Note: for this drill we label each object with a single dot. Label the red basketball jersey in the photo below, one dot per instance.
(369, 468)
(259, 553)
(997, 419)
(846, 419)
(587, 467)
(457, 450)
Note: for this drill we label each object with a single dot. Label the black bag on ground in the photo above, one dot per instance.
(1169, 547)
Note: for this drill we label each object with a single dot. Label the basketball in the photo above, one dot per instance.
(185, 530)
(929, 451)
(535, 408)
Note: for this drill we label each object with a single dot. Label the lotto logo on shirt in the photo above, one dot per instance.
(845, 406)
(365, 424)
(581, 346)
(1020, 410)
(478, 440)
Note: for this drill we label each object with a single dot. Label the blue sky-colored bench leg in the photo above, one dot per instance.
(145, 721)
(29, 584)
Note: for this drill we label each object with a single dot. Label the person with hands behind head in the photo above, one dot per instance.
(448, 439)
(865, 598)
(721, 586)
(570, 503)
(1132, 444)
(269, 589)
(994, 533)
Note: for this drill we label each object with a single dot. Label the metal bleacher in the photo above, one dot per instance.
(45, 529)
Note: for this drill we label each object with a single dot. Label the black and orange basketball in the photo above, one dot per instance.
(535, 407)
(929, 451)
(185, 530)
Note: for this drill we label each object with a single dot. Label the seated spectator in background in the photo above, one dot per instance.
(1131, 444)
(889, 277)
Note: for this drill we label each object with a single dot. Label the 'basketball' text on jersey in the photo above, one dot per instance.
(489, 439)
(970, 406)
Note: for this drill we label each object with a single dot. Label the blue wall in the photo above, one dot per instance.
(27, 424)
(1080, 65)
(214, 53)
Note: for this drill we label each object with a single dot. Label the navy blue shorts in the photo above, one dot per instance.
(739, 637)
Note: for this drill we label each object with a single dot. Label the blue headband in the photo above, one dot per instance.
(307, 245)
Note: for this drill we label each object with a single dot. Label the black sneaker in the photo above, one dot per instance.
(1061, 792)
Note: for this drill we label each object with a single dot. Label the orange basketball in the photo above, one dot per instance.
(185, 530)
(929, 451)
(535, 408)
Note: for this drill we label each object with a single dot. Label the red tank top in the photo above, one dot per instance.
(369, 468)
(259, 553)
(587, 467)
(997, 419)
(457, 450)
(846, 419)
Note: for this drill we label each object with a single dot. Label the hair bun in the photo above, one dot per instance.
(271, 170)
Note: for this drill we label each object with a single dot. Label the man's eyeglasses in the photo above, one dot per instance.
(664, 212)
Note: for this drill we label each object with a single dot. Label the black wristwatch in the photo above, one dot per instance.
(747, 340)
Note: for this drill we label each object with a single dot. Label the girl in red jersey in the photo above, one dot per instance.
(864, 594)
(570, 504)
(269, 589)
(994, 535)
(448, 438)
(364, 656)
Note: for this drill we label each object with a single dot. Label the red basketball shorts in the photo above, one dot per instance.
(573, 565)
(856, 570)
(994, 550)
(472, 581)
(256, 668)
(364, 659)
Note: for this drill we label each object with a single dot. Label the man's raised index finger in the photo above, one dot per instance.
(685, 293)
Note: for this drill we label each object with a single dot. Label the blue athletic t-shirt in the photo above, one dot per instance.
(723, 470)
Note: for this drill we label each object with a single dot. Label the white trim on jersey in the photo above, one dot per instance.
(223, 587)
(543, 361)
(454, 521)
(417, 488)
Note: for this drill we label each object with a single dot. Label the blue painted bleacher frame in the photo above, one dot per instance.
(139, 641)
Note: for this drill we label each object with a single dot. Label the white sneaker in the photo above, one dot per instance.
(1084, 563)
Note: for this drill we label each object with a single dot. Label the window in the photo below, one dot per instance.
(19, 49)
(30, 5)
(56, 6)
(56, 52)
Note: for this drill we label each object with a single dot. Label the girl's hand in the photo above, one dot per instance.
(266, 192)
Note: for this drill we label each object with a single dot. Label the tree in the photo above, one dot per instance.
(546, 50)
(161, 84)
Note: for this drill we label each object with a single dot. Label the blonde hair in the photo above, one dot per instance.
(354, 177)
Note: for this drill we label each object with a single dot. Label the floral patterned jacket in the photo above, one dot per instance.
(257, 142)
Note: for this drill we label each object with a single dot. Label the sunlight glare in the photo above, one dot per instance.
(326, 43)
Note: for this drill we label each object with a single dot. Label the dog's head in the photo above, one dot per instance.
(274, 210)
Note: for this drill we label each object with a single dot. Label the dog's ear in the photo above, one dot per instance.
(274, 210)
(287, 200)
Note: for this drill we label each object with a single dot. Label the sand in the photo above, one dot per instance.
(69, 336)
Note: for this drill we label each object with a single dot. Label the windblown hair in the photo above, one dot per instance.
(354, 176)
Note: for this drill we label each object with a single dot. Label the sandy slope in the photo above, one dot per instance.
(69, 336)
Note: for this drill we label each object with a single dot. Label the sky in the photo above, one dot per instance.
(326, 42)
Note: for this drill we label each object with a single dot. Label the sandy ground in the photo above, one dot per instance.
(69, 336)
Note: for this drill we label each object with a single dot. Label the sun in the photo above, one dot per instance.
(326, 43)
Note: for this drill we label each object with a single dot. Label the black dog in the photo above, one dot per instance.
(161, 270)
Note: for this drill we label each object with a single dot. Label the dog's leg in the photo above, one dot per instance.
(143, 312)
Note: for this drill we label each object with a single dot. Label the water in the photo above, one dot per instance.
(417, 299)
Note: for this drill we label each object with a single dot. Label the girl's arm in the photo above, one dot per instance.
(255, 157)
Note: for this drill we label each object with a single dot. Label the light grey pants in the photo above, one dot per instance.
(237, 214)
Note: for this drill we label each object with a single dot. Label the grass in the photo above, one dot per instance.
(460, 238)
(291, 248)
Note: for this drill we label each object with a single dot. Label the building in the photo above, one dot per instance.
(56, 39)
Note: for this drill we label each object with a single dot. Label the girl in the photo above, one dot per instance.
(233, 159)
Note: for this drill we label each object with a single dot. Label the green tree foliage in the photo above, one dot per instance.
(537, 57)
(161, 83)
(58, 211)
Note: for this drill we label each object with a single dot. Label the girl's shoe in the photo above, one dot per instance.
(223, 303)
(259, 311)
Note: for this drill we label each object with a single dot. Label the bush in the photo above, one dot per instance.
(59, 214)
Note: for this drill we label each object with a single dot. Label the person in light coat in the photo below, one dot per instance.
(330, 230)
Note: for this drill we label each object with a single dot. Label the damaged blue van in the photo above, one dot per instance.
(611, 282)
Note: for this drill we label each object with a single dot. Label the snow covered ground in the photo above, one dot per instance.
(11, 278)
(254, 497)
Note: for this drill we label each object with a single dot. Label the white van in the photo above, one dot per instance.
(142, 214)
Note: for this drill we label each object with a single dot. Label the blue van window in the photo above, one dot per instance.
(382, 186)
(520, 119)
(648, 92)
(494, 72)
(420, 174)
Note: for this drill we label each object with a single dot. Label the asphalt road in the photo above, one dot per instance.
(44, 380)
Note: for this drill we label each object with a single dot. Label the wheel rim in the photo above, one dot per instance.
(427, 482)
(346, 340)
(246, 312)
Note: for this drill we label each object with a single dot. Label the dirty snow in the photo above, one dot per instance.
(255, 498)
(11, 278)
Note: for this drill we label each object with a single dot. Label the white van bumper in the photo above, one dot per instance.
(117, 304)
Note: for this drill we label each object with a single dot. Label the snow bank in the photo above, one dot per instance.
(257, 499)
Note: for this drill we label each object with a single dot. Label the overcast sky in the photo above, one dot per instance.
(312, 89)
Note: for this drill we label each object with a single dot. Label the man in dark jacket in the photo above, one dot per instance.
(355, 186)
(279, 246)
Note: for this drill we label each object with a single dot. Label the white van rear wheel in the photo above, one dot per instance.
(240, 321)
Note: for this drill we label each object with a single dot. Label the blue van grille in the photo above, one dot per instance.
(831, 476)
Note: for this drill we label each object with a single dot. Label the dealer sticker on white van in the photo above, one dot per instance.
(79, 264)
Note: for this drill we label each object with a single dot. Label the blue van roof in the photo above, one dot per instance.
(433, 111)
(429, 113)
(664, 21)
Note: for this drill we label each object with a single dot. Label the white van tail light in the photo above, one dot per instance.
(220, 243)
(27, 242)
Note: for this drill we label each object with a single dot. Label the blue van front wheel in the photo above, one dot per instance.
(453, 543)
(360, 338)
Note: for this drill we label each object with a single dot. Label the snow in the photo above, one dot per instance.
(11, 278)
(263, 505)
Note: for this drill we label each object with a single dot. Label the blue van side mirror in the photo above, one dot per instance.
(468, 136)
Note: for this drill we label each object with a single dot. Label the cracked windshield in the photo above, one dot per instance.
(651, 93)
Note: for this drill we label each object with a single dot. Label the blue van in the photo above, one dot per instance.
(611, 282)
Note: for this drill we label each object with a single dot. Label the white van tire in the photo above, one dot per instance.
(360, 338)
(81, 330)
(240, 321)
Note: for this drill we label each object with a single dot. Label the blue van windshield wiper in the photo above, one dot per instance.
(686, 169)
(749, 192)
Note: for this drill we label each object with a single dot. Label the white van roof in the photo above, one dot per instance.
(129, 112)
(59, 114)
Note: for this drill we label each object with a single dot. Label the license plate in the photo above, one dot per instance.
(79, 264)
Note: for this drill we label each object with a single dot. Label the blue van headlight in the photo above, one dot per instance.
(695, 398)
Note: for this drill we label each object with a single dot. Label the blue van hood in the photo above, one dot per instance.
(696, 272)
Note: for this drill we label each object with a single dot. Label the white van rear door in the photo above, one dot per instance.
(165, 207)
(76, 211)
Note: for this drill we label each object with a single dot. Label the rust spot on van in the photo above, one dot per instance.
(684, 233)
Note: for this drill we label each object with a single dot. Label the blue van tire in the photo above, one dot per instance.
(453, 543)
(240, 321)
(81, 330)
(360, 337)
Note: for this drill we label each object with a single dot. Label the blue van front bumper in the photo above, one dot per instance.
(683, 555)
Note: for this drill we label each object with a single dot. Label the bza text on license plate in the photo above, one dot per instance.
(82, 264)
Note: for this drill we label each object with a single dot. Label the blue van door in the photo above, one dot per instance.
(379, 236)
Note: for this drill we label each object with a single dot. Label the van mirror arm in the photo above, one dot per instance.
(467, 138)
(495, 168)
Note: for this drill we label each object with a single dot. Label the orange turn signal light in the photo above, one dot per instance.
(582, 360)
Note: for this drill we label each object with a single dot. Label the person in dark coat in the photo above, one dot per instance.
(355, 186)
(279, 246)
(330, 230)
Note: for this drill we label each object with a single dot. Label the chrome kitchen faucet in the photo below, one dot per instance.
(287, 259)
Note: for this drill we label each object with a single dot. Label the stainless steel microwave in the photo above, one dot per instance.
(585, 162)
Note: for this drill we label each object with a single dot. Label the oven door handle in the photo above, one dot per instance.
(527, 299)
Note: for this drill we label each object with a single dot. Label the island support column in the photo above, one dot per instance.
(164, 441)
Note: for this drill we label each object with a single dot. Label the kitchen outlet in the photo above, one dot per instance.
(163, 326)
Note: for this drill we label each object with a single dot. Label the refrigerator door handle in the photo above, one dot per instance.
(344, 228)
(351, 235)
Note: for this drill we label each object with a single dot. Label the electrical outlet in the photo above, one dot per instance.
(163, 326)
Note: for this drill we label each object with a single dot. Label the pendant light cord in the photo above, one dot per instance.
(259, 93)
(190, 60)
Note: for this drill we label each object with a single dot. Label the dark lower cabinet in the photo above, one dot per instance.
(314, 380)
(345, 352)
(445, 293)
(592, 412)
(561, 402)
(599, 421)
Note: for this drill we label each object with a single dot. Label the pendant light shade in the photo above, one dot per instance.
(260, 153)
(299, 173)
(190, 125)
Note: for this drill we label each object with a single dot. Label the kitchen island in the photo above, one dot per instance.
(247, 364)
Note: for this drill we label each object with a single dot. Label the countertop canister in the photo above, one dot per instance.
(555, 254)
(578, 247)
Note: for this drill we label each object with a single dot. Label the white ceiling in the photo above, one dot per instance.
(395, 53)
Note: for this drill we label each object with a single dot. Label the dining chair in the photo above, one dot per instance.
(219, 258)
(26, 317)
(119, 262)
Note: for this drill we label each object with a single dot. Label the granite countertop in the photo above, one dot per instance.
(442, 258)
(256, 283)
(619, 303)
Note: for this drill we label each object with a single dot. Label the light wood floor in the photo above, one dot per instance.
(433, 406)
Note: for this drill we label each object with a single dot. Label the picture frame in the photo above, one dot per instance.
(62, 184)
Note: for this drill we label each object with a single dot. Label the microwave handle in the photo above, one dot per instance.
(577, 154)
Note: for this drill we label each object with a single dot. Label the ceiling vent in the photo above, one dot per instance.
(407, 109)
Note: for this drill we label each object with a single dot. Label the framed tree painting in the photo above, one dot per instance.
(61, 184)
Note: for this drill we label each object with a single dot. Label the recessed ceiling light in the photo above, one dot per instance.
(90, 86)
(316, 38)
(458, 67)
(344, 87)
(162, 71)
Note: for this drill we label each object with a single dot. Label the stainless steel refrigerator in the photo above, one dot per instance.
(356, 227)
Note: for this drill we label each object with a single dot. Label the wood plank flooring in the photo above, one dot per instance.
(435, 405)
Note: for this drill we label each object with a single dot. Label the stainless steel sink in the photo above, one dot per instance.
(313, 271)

════════

Set task:
Print again the material above, limited to the lines from the one holding "stainless steel refrigerator" through the last, inclusive.

Output below:
Note: for this drill we label each object with a single dot. Label the stainless steel refrigerator in the photo above, one dot per instance.
(356, 227)
Note: for this drill we label each object with a single dot. Label the wood plank flooring in the photo above, one dot per instance.
(435, 405)
Note: for this drill we label each object with a single dot. Label the stainless steel sink in the photo above, one dot per instance.
(313, 271)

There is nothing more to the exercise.